• [Passage provided]:
────

Prof. Utsa Patnaik's novel 'drain theory'.

Utsa Patnaik is Professor Emeritus, Centre for Economic Studies and Planning, Jawaharlal Nehru University
In a recent newspaper article it writes-
How exactly did the British manage to diddle us and drain our wealth’? was the question that Basudev Chatterjee (later editor of a volume in the Towards Freedom project ) had posed to me 50 years ago when we were fellow-students abroad. After decades of research I find that using India’s commodity export surplus as the measure and applying an interest rate of 5%, the total drain from 1765 to 1938, compounded up to 2016, comes to £9.2 trillion; since $4.86 exchanged for £1 those days, this sum equals about $45 trillion.
Wonderful! World GDP was about one trillion when the Raj began and about 4 trillion by 1919 which was when Britain stopped making much of a profit and were breaking even in what is now India.

This Professor is telling us that the British managed to drain India of twenty times more wealth than the entire world was capable of yielding (because of Technological progress, Wealth is now a higher multiple of Income).

How did they manage it? The answer must be that India was not part of this World. It existed in a parallel dimension. Moreover, Britain did not exist entirely in this Universe. So faery Britain drained faery India of faery gold. At least, according to the sort of Economics they teach at JNU.

Let us hear more about this wonderful faery economics.
The exact mechanism of drain, or transfers from India to Britain was quite simple. The key factor was Britain’s control over our taxation revenues combined with control over India’s financial gold and forex earnings from its booming commodity export surplus with the world.
India was a poor country which yielded little tax revenue- no more than ten percent of GDP.
Its 'booming commodity exports' were not controlled by the British. How could it have been?
There was no exchange control back then. Anyone could own unlimited gold or silver or any other sort of financial instrument and use it to finance trade.  When a Gujerati Seth or a Chettiar merchant dealt in cotton or rice or opium there was no formal requirement to do so through British channels. Hawala networks were perfectly legal. Hundis were not regulated in any way. It is a different matter that some transactions were done on 'stamped paper' so as to be more easily justiciable in a British court. But the profit on this was small.

────

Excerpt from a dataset

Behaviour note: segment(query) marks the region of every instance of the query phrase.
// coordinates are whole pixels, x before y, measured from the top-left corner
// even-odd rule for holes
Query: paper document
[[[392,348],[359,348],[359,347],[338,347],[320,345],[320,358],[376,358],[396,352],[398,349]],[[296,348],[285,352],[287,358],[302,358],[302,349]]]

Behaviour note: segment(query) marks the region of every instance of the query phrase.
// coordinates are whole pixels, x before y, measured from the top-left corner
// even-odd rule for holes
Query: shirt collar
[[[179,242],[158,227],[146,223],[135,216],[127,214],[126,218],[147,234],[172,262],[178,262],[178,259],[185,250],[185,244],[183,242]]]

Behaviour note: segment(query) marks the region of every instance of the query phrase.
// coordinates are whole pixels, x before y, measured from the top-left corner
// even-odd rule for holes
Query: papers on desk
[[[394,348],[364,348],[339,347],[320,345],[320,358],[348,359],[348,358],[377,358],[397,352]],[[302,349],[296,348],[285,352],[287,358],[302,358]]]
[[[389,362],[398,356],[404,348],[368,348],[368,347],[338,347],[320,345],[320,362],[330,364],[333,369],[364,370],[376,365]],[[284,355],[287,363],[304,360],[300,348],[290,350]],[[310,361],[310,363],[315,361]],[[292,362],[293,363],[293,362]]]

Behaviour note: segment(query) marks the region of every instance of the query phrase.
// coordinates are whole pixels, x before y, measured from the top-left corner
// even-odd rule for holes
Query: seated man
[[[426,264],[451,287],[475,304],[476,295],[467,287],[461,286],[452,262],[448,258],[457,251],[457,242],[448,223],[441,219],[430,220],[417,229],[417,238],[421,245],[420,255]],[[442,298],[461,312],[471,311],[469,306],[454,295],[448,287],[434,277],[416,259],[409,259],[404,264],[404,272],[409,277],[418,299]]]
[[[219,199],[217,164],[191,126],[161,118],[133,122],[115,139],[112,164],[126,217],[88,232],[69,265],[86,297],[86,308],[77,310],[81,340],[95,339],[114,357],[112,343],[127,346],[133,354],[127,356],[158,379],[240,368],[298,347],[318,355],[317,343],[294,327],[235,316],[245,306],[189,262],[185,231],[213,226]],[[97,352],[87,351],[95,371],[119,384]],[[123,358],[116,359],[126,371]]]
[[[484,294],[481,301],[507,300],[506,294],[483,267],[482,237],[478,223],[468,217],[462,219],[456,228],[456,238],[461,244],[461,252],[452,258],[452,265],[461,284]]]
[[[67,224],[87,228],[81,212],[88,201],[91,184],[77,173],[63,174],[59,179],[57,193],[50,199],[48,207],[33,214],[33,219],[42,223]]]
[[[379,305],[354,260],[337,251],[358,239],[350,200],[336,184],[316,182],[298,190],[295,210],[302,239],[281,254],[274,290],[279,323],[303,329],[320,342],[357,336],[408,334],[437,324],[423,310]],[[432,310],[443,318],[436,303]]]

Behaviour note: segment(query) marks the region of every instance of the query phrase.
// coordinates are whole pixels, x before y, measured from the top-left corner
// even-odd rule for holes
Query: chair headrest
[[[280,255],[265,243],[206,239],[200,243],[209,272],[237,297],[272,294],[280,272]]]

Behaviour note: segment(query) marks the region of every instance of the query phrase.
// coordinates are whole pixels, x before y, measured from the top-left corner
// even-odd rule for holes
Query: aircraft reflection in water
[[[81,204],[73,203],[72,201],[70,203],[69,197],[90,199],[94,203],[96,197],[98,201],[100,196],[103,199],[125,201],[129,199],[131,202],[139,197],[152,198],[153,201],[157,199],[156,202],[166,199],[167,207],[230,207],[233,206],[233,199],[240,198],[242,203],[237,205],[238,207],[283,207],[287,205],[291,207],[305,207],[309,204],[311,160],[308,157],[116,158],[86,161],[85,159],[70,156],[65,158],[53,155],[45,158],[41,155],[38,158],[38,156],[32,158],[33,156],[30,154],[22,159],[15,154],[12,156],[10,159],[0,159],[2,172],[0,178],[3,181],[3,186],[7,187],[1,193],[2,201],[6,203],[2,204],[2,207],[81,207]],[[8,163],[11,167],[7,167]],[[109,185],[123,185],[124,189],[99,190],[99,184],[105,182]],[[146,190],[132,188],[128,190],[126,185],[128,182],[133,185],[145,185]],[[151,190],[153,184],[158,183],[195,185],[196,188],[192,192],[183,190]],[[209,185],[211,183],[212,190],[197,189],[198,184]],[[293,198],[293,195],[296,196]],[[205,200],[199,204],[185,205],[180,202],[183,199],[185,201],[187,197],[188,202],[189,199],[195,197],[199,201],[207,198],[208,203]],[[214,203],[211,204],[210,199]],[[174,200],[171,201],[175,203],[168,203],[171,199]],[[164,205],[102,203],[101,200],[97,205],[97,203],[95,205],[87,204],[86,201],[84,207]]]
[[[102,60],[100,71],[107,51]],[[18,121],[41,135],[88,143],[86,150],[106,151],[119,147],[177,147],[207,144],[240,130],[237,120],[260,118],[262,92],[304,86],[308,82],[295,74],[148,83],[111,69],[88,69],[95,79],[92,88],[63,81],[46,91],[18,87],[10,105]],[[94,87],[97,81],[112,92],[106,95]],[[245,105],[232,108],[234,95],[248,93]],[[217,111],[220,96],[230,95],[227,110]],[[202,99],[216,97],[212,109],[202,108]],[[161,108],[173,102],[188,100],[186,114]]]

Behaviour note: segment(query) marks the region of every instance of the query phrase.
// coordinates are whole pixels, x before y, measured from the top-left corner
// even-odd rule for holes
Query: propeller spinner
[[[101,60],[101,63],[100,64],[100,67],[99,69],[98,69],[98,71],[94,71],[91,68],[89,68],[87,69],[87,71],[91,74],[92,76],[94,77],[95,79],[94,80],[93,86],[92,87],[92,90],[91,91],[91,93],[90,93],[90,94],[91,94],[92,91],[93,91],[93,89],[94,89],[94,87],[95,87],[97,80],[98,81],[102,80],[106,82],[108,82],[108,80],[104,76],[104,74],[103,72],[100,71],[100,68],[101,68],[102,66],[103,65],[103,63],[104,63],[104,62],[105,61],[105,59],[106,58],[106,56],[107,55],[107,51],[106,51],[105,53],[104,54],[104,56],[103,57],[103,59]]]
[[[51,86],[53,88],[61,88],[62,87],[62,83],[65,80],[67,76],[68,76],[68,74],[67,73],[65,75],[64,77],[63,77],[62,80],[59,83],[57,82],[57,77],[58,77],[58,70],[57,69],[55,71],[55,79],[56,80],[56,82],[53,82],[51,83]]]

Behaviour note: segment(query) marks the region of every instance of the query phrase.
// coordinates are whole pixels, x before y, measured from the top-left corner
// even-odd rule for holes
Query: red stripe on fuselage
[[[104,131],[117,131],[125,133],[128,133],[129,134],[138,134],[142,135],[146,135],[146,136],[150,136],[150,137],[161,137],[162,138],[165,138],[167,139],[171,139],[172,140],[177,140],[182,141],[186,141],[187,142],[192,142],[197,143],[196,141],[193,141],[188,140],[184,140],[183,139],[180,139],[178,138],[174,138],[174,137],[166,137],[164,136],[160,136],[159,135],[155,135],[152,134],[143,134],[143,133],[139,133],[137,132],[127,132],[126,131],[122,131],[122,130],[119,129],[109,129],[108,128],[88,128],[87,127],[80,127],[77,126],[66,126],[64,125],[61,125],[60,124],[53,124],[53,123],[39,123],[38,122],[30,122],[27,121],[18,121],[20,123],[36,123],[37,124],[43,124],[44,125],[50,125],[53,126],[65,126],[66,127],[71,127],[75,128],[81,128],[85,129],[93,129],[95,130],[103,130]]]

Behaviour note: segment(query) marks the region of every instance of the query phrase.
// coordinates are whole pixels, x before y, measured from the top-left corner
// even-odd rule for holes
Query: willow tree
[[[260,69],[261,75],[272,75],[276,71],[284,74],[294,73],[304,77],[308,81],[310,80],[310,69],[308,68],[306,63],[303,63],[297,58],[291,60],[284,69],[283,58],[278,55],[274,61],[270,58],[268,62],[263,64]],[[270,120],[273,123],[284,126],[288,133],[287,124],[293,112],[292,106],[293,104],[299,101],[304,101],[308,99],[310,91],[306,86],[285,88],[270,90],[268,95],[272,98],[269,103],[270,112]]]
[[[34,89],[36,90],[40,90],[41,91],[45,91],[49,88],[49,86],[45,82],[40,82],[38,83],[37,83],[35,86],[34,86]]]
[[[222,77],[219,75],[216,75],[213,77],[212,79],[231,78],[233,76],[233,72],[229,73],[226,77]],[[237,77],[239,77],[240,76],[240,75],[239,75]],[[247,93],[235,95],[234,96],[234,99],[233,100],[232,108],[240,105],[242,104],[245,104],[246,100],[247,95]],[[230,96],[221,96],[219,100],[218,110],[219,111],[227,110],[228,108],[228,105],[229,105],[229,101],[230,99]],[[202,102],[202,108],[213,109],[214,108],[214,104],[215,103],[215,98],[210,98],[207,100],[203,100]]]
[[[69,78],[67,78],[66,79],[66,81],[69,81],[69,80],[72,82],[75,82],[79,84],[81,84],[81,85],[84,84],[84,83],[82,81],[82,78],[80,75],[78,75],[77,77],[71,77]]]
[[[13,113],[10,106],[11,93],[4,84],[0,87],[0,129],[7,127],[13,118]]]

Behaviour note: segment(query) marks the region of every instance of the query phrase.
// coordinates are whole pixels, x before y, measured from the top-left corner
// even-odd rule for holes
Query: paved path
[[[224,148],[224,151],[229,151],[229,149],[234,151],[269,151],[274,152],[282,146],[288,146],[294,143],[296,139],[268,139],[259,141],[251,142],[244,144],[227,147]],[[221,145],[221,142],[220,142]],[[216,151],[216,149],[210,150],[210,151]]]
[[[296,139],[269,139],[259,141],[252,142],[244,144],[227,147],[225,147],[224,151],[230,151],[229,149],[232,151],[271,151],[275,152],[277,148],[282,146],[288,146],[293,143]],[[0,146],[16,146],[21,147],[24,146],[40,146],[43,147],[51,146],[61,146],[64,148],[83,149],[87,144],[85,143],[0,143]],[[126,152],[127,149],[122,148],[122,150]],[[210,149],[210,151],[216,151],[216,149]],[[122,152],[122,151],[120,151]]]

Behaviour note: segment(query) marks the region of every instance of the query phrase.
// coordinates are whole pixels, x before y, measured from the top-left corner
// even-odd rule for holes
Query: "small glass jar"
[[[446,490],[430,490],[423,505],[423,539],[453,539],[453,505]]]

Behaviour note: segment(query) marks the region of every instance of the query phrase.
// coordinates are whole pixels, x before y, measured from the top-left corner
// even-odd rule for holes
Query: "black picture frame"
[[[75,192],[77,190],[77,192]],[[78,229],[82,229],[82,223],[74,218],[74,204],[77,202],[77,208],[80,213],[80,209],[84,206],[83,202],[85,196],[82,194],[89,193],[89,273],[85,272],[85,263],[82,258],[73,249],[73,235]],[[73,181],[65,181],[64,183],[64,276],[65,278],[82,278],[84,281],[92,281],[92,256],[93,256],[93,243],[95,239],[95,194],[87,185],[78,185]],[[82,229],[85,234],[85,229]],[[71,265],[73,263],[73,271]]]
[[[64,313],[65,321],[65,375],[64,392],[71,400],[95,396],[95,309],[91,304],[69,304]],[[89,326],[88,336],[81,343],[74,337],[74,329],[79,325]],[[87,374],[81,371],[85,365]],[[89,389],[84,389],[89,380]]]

────

• [Requests]:
1. In the drain theory passage, how many dollars exchanged for one pound in those days?
2. Output the part of the drain theory passage starting with "India was a" and going on through "this was small.".
You can set the items aside; they play no part here.

• [Responses to the tasks]:
1. $4.86 exchanged for £1.

2.
India was a poor country which yielded little tax revenue- no more than ten percent of GDP.
Its 'booming commodity exports' were not controlled by the British. How could it have been?
There was no exchange control back then. Anyone could own unlimited gold or silver or any other sort of financial instrument and use it to finance trade.  When a Gujerati Seth or a Chettiar merchant dealt in cotton or rice or opium there was no formal requirement to do so through British channels. Hawala networks were perfectly legal. Hundis were not regulated in any way. It is a different matter that some transactions were done on 'stamped paper' so as to be more easily justiciable in a British court. But the profit on this was small.